■ ÉNONCÉ 1 ■
Modifiez le passage du récit allant de « C’est vrai que » à « mes petits revenus. » en y remplaçant « neveu » par « filleul ».

■ EXTRAIT ■
::::
L’or brûle les doigts de l’assassin à Thiers en 1804
Le noyé de la Durolle - Thiers - 7 juillet 1804
Cette Journée du dimanche 6 juillet 1804 était superbe. Un soleil éclatant dorait les monts de la Margeride et la Durolle semblait rouler des flots d’or en fusion.
Quand le père B... entra dans un des petits cafés de Thiers, l’établissement regorgeait de consommateurs. Il faisait si chaud qu’on y vidait à qui mieux mieux force cruchons de bière ou chopines de blanc. Il y avait là des ouvriers, des paysans venus pour leurs affaires, un public assez mêlé en somme.
Le père B..., qui était porteur d’un attirail de pêcheur, s’en fut s’asseoir à une table où buvaient une dizaine de personnes. Il fut tout de suite reconnu.
C’était un petit vieillard de 75 ans, très alerte encore, droit comme un i et dont les yeux noirs pétillaient dans son visage glabre.
On lui avait fait place avec la déférence et l’empressement qu’on doit à un septuagénaire. Et, tout de suite, on le questionna :
Eh ! bien, cette pêche ?
Pas trop mauvaise, je n’ai point perdu ma journée.
De singuliers propos
Allons, tant mieux !... Alors, content ?
Oui, ça me permet de m ’offrir de temps à autre quelques douceurs.
C’est vrai que vous avez donné votre maison et vos terres en viager à votre neveu et à votre nièce et que vous ne devez pas avoir la vie trop heureuse à Billetoux...
Pas trop... Je regrette assez ce que j ’ai fait... Je me suis « dépouillé » pour des ingrats qui voudraient bien me voir passer l’arme à gauche.
Mais vous êtes encore solide au poste !
C’est « ben » ce qui les embête…
Ils vous laissent tout au moins ce que vous gagnez en pêchant ?
Ça oui, et aussi ils me paient régulièrement ma rente. Puis, entre nous, s’ils ont mes terres et ma baraque, j ’ai su garder de quoi boire un bon coup, quand ça me chaut, sans toucher à mes petits revenus.
Vous avez un magot, hein père B...
Qui, qui ne me quitte jamais, une trentaine de beaux Napoléons qui ne doivent rien à personne.
Allons, à votre santé, père B..
A la vôtre.
Le père B... vida son verre puis, après avoir payé son écot :
Je vais porter ma pèche à l ’hôtel X... Quel dommage que j ’aie manqué une belle pièce... Mais demain, je la repincerai...
Où cela ?
Près de Chez Joffrey. Mais foi de B..., demain matin, ce gros poisson sera dans mon panier ou j’y perdrais mon nom.
Et le père B... s ’en fut.
La maison et les terres qu’il avait concédées en viager aux époux C... étaient situées entre Billetoux et La Sauvage, quand, cinq ans auparavant, une entente était intervenue entre son neveu et lui, ses parents croyaient faire une excellente affaire.
— Le vieux, pensaient-ils, n’en a pas pour longtemps.
::::
Lignes du jeu de données sur l’emplacement des objets

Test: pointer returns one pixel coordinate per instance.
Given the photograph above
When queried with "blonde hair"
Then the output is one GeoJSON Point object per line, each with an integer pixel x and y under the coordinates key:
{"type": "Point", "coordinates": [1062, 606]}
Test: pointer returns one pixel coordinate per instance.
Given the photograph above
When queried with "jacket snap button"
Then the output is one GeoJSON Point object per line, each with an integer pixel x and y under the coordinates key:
::::
■ ÉNONCÉ 2 ■
Mettez à l’échelle le listing entier en le recopiant ligne par ligne, sans en omettre aucune : multipliez par 0,2 chaque coordonnée de point donnée en réponse, puis arrondissez à l’entier le plus proche, les demis vers le haut.

■ CORRIGÉ 1 ■
C’est vrai que vous avez donné votre maison et vos terres en viager à votre filleul et à votre nièce et que vous ne devez pas avoir la vie trop heureuse à Billetoux...
Pas trop... Je regrette assez ce que j ’ai fait... Je me suis « dépouillé » pour des ingrats qui voudraient bien me voir passer l’arme à gauche.
Mais vous êtes encore solide au poste !
C’est « ben » ce qui les embête…
Ils vous laissent tout au moins ce que vous gagnez en pêchant ?
Ça oui, et aussi ils me paient régulièrement ma rente. Puis, entre nous, s’ils ont mes terres et ma baraque, j ’ai su garder de quoi boire un bon coup, quand ça me chaut, sans toucher à mes petits revenus.

■ CORRIGÉ 2 ■
Test: pointer returns one pixel coordinate per instance.
Given the photograph above
When queried with "blonde hair"
Then the output is one GeoJSON Point object per line, each with an integer pixel x and y under the coordinates key:
{"type": "Point", "coordinates": [212, 121]}
Test: pointer returns one pixel coordinate per instance.
Given the photograph above
When queried with "jacket snap button"
Then the output is one GeoJSON Point object per line, each with an integer pixel x and y under the coordinates key:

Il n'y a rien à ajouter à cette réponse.